▶ [To do]
(a) Give every date-and-time stamp that appears in the quoted header lines of the dovecot message below, in the order they occur.
(b) Using the dovecot message below, answer each question on its own line:
(i) What makes the writer "a little uncomfortable"?
(ii) Into what would the writer copy or symlink the IMAP protocol?
(iii) Which port number is given for IMAPS?

▶ [Selected extract]
((
That definitely seems promising! Though I’m a little uncomfortable about having 
to apply a patch to make it work.

However it’s got me curious; could I do something similar by defining a second 
IMAP protocol? Since the protocol !smtp option can enable client certificates 
for only some protocols, it seems like if I could copy (or symlink) the IMAP 
protocol into a second IMAPS protocol then I could possibly create the 
exception using protocol !imap !smtp, could something like that work? Of course 
I don’t know enough about how dovecot’s protocol modularity works, so I’m not 
sure what this would involve exactly, but if it could avoid the need for 
patching it might be a nice way to achieve the same goal.

> On 2 Feb 2016, at 12:44, Timo Sirainen <t...@iki.fi> wrote:
> 
> 
>> On 02 Feb 2016, at 14:19, Timo Sirainen <t...@iki.fi> wrote:
>> 
>> On 02 Feb 2016, at 13:09, Haravikk <dove...@haravikk.me> wrote:
>>> 
>>> So I still haven’t found a way to require client certificates only for port 
>>> 993/IMAPS while leaving unencrypted IMAP open for local, trusted, services.
))
▶ [Data provided]
((
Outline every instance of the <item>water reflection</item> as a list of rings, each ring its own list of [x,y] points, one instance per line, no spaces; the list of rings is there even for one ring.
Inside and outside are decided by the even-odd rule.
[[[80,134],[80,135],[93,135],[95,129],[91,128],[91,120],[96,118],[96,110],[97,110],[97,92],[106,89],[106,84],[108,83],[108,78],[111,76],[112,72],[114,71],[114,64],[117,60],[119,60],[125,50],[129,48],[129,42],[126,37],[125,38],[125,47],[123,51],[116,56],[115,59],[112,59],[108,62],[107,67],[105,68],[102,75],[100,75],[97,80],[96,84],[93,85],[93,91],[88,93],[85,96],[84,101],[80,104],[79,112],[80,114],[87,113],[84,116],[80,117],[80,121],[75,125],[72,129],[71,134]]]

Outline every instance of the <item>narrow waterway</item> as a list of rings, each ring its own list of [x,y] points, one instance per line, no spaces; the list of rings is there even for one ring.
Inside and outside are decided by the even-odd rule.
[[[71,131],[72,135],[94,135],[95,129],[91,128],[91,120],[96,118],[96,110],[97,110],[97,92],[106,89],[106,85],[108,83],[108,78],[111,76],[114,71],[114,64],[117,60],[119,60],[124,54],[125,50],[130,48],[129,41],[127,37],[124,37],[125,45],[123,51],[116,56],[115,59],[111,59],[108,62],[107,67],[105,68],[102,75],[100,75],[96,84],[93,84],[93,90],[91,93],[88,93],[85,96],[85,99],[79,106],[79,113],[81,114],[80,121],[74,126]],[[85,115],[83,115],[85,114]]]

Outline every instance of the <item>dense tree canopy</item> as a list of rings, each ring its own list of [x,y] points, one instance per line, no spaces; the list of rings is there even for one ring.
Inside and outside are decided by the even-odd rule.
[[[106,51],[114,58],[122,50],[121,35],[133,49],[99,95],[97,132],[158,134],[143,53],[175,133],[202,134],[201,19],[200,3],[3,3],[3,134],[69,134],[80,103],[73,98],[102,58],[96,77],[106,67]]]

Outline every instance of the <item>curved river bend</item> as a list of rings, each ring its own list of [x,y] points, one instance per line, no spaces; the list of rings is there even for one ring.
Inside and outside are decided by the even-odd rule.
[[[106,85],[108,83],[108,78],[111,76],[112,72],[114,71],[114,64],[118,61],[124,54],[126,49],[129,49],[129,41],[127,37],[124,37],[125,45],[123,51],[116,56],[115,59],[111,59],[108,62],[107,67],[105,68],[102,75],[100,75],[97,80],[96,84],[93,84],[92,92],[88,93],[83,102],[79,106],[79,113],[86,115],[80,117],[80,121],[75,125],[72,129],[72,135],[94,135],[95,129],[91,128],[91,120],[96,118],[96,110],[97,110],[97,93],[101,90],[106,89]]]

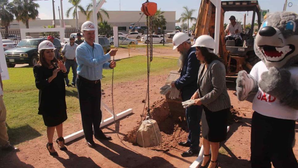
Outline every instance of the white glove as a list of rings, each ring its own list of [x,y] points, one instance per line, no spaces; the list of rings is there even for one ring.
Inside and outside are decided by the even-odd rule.
[[[171,90],[171,93],[169,97],[171,99],[176,99],[179,98],[180,93],[179,90],[176,88],[176,87],[172,87],[172,89]]]
[[[245,71],[238,73],[236,89],[237,97],[240,100],[244,100],[248,96],[254,87],[252,77]]]
[[[159,93],[165,95],[171,89],[171,84],[166,85],[160,88]]]
[[[191,106],[193,105],[196,102],[195,99],[188,100],[187,100],[185,102],[182,102],[182,105],[183,106],[183,107],[185,108],[186,108]]]

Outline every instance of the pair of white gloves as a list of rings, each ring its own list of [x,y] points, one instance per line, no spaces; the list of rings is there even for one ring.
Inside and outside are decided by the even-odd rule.
[[[172,87],[171,84],[166,85],[160,88],[160,91],[159,93],[165,95],[170,91],[169,97],[171,99],[175,99],[179,97],[180,92],[176,87]]]

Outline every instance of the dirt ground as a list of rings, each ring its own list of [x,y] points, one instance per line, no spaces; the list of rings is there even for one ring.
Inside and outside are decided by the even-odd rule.
[[[159,88],[164,85],[167,76],[165,74],[151,78],[151,104],[163,107],[164,105],[162,102],[165,97],[159,94]],[[218,156],[220,167],[250,167],[250,145],[253,96],[249,97],[247,101],[239,102],[235,95],[235,83],[227,82],[227,84],[232,104],[239,111],[237,116],[241,117],[238,117],[237,122],[233,122],[230,125],[228,138],[221,143],[222,147],[220,149],[220,154]],[[146,86],[147,81],[145,79],[115,85],[114,98],[116,113],[129,108],[133,108],[133,111],[128,116],[117,121],[115,128],[114,124],[111,124],[103,129],[105,133],[112,137],[112,141],[100,141],[95,139],[97,146],[93,149],[87,146],[82,137],[67,144],[68,150],[65,152],[59,150],[57,145],[54,144],[59,156],[53,157],[49,154],[46,148],[47,140],[45,132],[42,136],[19,145],[20,150],[18,152],[0,154],[0,167],[188,167],[197,155],[188,158],[181,156],[180,153],[188,149],[177,145],[179,141],[186,140],[188,134],[185,132],[187,129],[183,126],[185,125],[186,121],[180,115],[181,114],[169,116],[176,121],[175,123],[171,124],[168,123],[170,120],[165,120],[164,123],[168,124],[160,126],[164,142],[159,148],[158,147],[143,148],[129,142],[120,141],[115,133],[116,130],[119,132],[119,135],[122,139],[139,123],[144,106],[142,101],[145,99]],[[110,86],[104,85],[102,88],[103,100],[111,107]],[[107,111],[103,113],[105,118],[110,116]],[[180,115],[182,117],[179,118]],[[159,117],[156,118],[159,118]],[[64,125],[64,136],[82,129],[80,115],[74,116],[71,119],[73,122],[67,122]],[[167,127],[167,128],[166,128]],[[298,138],[297,133],[296,137]],[[54,139],[57,138],[55,135]],[[200,146],[201,145],[201,144]],[[298,145],[295,146],[293,149],[297,158]]]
))
▶ [Answers to the exercise]
(a)
2 Feb 2016, at 12:44
02 Feb 2016, at 14:19
02 Feb 2016, at 13:09

(b)
(i) Having to apply a patch to make it work.
(ii) A second IMAPS protocol.
(iii) 993.